• **Stated task**: Swap every "play-diagram reference" in the records for "scouting report" and reproduce them with nothing else altered. Omit the pictures from your output.

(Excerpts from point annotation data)
-- BEGIN --
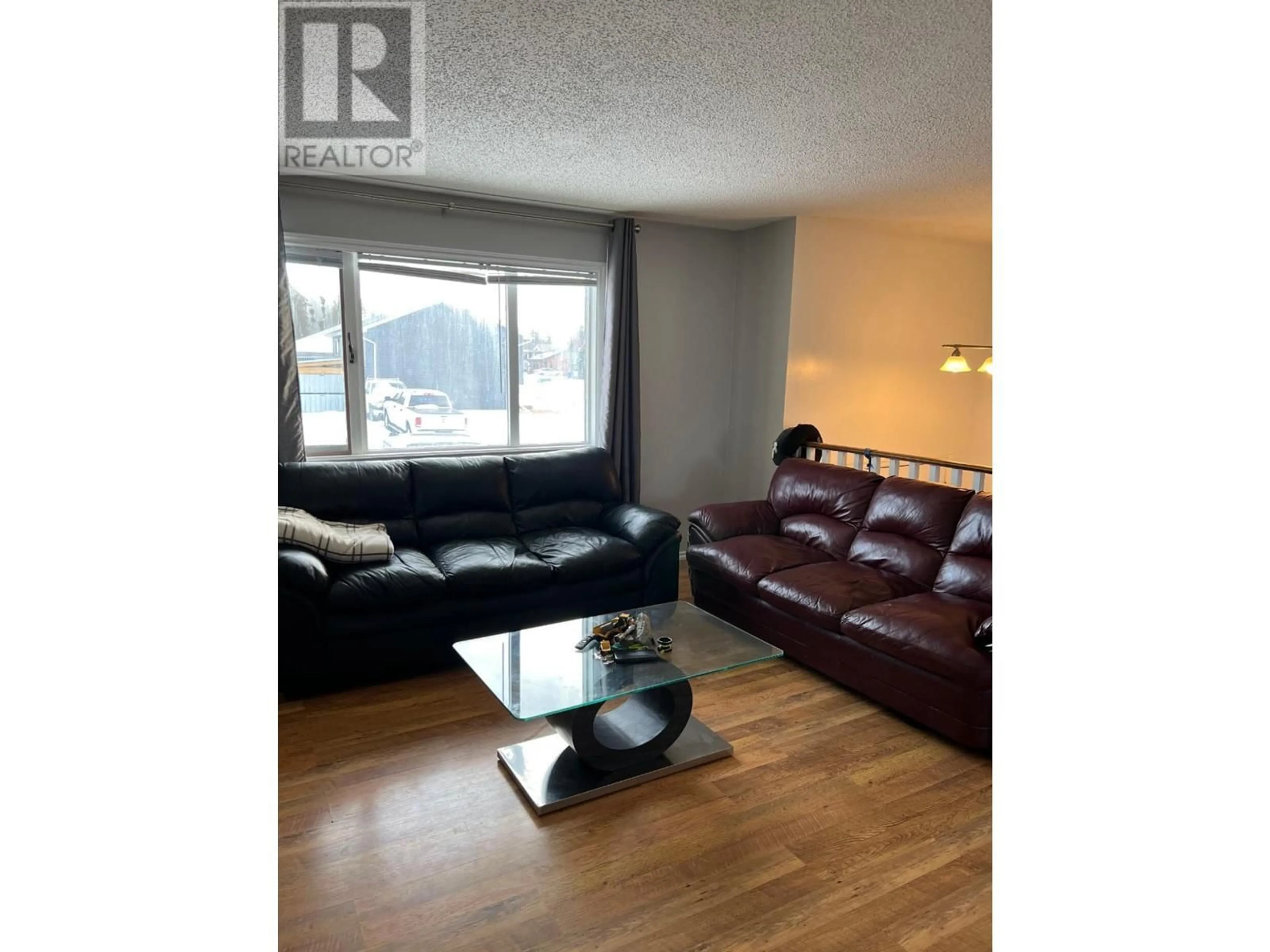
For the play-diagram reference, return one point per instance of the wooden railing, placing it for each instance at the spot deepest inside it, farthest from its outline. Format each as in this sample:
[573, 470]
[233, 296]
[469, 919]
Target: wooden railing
[915, 468]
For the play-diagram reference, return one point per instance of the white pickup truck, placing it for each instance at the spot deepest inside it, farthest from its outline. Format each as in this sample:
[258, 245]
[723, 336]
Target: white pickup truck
[422, 412]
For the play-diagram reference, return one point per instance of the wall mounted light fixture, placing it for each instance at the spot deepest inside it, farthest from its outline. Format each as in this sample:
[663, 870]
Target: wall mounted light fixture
[957, 364]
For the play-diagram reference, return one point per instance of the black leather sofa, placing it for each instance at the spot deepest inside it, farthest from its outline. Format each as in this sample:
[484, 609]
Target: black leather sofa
[484, 544]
-- END --
• **Answer below**:
For the scouting report, return one point per instance of the wooden railing, placing it for each instance at the spot deepest inside it, farthest from its outline. Format each as in this sample:
[573, 470]
[233, 296]
[469, 919]
Target: wooden railing
[915, 468]
For the scouting report, return one point per instance of the white pickup truck, placing it for each instance at the spot deepest inside it, farthest from its outline. Format each as in this sample:
[258, 245]
[723, 336]
Target: white pickup truck
[422, 412]
For the scouting report, return one point per instance of the wall mounted light fixture, placing it for each instance at the spot deepest inside it, farthest from its outline. Format each as in this sample:
[663, 870]
Target: wall mounted light fixture
[957, 364]
For the scouting report, return one point per instance of the black leather sofa, placing it for each instance at the spot deepest inside it, farthest from its outline. Format each as in this sample:
[484, 609]
Target: black leather sofa
[484, 544]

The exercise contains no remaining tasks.